==== Provided data ====
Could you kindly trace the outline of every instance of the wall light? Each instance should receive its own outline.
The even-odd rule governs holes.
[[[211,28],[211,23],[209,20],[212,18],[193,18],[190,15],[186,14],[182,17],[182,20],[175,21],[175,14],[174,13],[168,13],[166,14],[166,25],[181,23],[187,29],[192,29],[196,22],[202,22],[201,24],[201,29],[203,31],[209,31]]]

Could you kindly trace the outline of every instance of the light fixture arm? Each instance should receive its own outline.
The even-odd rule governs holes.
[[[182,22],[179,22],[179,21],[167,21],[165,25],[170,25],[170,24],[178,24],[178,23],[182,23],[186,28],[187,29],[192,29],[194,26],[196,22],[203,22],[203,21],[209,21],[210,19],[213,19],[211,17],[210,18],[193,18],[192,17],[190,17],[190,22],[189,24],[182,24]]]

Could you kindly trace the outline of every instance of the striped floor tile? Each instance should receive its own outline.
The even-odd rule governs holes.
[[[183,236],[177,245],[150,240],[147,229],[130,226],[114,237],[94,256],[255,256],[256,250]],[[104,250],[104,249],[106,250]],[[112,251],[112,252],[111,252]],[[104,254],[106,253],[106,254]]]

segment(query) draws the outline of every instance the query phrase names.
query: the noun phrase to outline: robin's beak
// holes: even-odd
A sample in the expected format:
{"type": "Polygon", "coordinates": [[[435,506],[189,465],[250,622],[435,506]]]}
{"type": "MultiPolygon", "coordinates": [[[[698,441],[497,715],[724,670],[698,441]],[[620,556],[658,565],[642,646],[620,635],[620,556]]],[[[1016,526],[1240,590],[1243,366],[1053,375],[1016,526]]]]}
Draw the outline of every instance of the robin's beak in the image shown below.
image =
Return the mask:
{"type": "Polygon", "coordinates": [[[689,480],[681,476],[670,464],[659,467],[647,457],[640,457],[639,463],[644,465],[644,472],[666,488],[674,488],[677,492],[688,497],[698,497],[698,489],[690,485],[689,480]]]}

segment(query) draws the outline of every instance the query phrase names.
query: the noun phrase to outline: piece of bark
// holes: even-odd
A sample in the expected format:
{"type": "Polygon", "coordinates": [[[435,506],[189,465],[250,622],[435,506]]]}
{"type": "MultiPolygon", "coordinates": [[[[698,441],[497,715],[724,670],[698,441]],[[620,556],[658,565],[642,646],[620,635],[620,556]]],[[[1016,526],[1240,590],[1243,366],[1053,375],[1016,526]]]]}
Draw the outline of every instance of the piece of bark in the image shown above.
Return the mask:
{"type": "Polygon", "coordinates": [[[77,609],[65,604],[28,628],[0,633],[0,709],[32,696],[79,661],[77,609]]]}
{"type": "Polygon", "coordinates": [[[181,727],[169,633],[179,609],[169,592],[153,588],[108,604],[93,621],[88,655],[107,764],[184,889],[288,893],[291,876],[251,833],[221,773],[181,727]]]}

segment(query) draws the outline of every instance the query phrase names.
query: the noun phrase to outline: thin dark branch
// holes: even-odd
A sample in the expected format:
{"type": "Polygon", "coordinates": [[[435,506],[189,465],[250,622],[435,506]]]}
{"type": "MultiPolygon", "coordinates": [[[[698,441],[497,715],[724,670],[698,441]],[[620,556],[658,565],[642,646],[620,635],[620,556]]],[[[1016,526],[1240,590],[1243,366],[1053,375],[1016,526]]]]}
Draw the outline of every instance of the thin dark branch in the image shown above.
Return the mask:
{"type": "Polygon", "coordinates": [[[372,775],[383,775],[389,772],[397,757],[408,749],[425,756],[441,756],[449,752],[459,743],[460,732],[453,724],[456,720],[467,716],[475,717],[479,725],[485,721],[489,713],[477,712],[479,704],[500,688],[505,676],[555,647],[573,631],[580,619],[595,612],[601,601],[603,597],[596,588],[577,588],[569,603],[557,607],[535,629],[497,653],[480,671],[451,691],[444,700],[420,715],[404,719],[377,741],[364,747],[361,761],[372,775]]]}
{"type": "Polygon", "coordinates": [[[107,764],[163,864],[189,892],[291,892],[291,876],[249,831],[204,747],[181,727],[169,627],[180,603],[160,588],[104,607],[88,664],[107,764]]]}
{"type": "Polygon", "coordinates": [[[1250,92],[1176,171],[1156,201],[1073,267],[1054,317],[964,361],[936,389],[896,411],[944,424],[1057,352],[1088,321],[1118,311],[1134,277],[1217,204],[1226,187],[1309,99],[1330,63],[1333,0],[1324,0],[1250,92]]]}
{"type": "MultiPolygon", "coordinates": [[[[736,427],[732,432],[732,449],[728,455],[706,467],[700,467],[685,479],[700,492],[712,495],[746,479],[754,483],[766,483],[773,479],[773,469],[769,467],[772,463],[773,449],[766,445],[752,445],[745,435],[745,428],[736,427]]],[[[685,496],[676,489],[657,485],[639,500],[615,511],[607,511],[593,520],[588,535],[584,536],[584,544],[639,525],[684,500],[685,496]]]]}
====
§ **What is being asked**
Pick out and copy each line of the data above that contains the string "light". Treat uppercase and lowercase letters as different.

§ **Solved problem**
Could you kindly trace the outline of every instance of the wall light? Each instance should receive its own outline.
Could you kindly trace the outline of every instance of the light fixture arm? Each instance should receive its own outline.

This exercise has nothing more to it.